> _Exercise description_:
The entries below should be output exactly as written.

> _Source records_:
Start of Block

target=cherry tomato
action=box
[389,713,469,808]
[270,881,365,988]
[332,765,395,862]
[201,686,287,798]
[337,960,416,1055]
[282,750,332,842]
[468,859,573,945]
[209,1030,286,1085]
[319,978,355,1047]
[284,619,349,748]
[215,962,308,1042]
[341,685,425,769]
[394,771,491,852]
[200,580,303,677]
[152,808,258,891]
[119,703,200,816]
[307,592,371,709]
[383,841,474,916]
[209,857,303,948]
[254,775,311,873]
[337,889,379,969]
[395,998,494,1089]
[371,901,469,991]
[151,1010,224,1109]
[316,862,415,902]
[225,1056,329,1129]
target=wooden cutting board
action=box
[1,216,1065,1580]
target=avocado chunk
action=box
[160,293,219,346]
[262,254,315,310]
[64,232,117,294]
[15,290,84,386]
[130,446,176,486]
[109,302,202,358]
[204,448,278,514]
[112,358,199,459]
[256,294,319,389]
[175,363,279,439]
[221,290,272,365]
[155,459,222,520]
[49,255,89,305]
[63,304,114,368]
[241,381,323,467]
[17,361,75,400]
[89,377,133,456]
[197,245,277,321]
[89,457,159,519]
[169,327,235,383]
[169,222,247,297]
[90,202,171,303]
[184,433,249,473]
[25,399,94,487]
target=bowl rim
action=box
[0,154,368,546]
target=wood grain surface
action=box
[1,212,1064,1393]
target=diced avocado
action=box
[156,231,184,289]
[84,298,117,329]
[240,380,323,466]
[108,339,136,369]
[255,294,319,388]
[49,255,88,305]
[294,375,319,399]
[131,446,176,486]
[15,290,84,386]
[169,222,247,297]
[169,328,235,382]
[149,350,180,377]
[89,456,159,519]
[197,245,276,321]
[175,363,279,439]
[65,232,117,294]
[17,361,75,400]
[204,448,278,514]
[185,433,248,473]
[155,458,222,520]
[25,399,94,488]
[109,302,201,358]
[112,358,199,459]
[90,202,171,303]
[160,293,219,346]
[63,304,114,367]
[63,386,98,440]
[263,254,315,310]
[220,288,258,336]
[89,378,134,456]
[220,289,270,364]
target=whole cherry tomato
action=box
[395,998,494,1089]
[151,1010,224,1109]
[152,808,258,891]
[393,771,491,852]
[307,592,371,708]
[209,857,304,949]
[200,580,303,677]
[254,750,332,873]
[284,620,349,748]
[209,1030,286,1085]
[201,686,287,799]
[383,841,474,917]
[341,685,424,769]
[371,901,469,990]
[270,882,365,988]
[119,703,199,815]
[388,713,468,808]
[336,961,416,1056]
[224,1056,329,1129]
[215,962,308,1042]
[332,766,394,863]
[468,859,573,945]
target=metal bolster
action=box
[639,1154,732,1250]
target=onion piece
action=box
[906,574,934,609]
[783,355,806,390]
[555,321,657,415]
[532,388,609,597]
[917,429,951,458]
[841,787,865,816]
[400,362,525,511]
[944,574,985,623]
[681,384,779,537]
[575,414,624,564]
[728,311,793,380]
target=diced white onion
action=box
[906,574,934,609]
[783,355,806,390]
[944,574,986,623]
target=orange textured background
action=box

End of Block

> _Task response_:
target=cherry tomato
action=box
[389,713,469,808]
[270,881,365,988]
[332,765,395,862]
[201,686,287,798]
[337,960,416,1055]
[282,750,332,842]
[468,859,573,945]
[209,1030,286,1085]
[319,978,355,1047]
[284,619,349,748]
[215,962,308,1042]
[341,685,425,769]
[394,771,491,852]
[200,580,303,677]
[152,808,258,891]
[119,703,200,816]
[307,592,371,709]
[383,841,474,916]
[209,857,303,948]
[254,775,311,873]
[337,889,379,969]
[395,998,494,1089]
[371,901,469,991]
[151,1010,224,1109]
[316,862,415,902]
[225,1056,329,1129]
target=wooden cutting board
action=box
[1,216,1065,1580]
target=avocado chunk
action=box
[160,293,219,346]
[262,254,315,310]
[64,232,117,294]
[15,290,84,386]
[130,446,176,486]
[109,302,202,358]
[204,448,278,514]
[112,358,199,459]
[256,294,319,389]
[175,363,279,439]
[221,290,272,365]
[155,459,222,520]
[49,255,89,305]
[63,304,114,368]
[241,381,323,467]
[17,361,75,400]
[89,377,133,456]
[197,245,277,321]
[89,457,159,519]
[169,327,235,383]
[169,222,247,297]
[90,202,171,303]
[184,433,249,473]
[25,399,94,487]
target=bowl rim
action=box
[0,154,368,546]
target=wood grain surface
action=box
[1,212,1064,1393]
target=diced avocado
action=box
[156,231,184,289]
[84,298,117,329]
[240,380,323,466]
[108,339,136,369]
[255,294,319,388]
[49,255,88,305]
[294,375,319,399]
[131,446,176,486]
[15,290,84,386]
[169,222,247,297]
[169,328,235,382]
[149,350,180,377]
[89,456,159,519]
[197,245,276,321]
[175,363,279,439]
[65,232,117,294]
[17,361,75,400]
[204,448,278,514]
[185,433,248,473]
[155,458,222,520]
[25,399,94,488]
[109,302,201,358]
[112,358,199,459]
[90,202,171,303]
[160,293,219,346]
[63,304,114,367]
[63,386,98,440]
[263,254,315,310]
[220,288,258,336]
[89,378,134,456]
[220,289,270,364]
target=whole cherry tomato
action=box
[395,998,494,1089]
[151,1010,224,1109]
[152,808,258,891]
[393,771,491,852]
[307,592,371,708]
[209,857,304,949]
[200,580,303,677]
[254,750,332,873]
[284,620,349,748]
[209,1030,286,1085]
[201,686,287,799]
[383,841,474,917]
[341,685,424,769]
[371,901,469,990]
[270,882,365,988]
[119,703,199,815]
[388,713,468,808]
[336,961,416,1056]
[224,1056,329,1129]
[215,962,308,1042]
[332,766,394,863]
[468,859,573,945]
target=metal bolster
action=box
[639,1154,732,1250]
target=onion piece
action=box
[906,574,934,609]
[783,355,806,390]
[555,321,657,415]
[532,388,609,597]
[917,429,951,458]
[841,787,865,816]
[400,362,525,511]
[944,574,985,623]
[681,384,779,537]
[575,414,624,564]
[728,311,793,380]
target=diced white onion
action=box
[906,574,934,609]
[783,355,806,390]
[944,574,986,623]
target=orange textured background
action=box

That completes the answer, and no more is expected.